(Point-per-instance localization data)

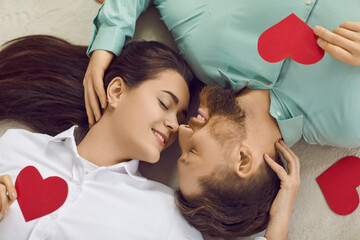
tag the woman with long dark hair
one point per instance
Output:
(102, 194)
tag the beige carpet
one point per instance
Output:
(72, 20)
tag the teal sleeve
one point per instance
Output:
(115, 24)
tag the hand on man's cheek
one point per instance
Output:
(343, 43)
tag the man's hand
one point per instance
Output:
(343, 43)
(94, 84)
(281, 208)
(7, 194)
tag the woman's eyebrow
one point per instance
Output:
(176, 100)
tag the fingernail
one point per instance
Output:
(320, 41)
(13, 195)
(316, 29)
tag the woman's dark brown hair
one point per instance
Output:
(41, 78)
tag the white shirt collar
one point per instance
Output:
(131, 167)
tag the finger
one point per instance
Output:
(89, 112)
(336, 51)
(100, 91)
(332, 38)
(348, 34)
(288, 156)
(353, 26)
(6, 180)
(3, 200)
(293, 162)
(279, 170)
(94, 103)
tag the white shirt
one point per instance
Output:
(113, 202)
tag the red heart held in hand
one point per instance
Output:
(338, 184)
(38, 197)
(292, 38)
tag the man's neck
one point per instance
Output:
(257, 107)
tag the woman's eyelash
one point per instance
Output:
(163, 104)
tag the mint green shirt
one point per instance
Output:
(319, 102)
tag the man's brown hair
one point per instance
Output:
(229, 206)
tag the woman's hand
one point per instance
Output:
(7, 194)
(281, 208)
(94, 85)
(343, 43)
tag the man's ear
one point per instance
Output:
(245, 161)
(114, 90)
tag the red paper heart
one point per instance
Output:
(338, 184)
(38, 197)
(292, 38)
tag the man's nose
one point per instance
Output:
(185, 131)
(172, 125)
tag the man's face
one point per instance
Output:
(202, 141)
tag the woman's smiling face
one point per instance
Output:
(146, 118)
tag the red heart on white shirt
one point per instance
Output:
(292, 38)
(338, 184)
(38, 197)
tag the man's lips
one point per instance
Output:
(160, 137)
(202, 116)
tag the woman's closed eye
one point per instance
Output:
(163, 105)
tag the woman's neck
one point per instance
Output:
(100, 147)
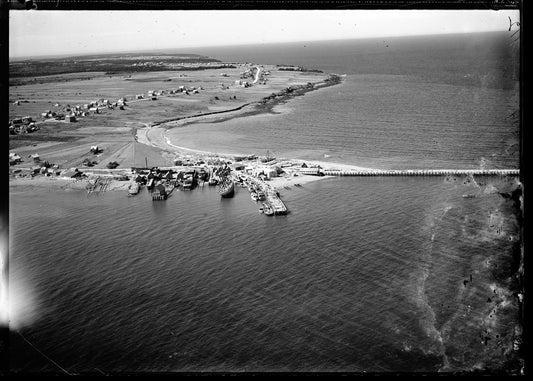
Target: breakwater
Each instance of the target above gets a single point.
(422, 172)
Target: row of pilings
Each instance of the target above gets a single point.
(423, 172)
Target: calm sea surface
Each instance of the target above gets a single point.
(364, 274)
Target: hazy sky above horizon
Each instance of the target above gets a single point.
(38, 33)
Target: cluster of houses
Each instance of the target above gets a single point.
(23, 125)
(242, 83)
(70, 113)
(181, 89)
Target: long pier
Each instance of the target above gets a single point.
(423, 172)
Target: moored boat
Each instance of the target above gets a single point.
(227, 188)
(133, 189)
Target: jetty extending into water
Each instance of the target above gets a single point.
(422, 172)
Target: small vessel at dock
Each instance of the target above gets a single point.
(267, 209)
(133, 189)
(227, 188)
(261, 196)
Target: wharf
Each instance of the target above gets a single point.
(272, 198)
(423, 172)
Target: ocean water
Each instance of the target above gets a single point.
(364, 274)
(425, 102)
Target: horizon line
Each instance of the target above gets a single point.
(203, 47)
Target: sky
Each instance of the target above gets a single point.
(44, 33)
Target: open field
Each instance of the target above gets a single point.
(115, 130)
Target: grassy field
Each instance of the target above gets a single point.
(68, 144)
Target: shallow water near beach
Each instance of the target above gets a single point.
(364, 274)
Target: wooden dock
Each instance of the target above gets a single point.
(424, 172)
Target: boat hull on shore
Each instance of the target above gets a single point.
(227, 189)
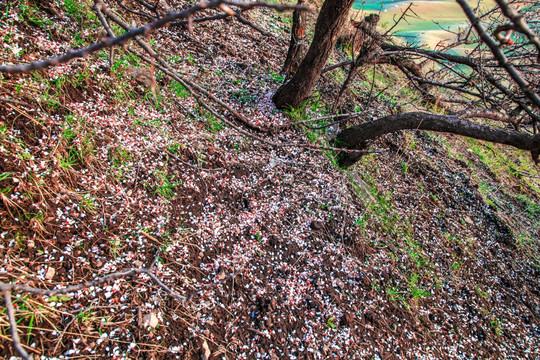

• EXERCISE AIM: The word to find is "hair". Copy every line of the data that holds it.

• EXERCISE RESPONSE:
tag the woman with long dark hair
tag the woman's dark brown hair
tag the man's brown hair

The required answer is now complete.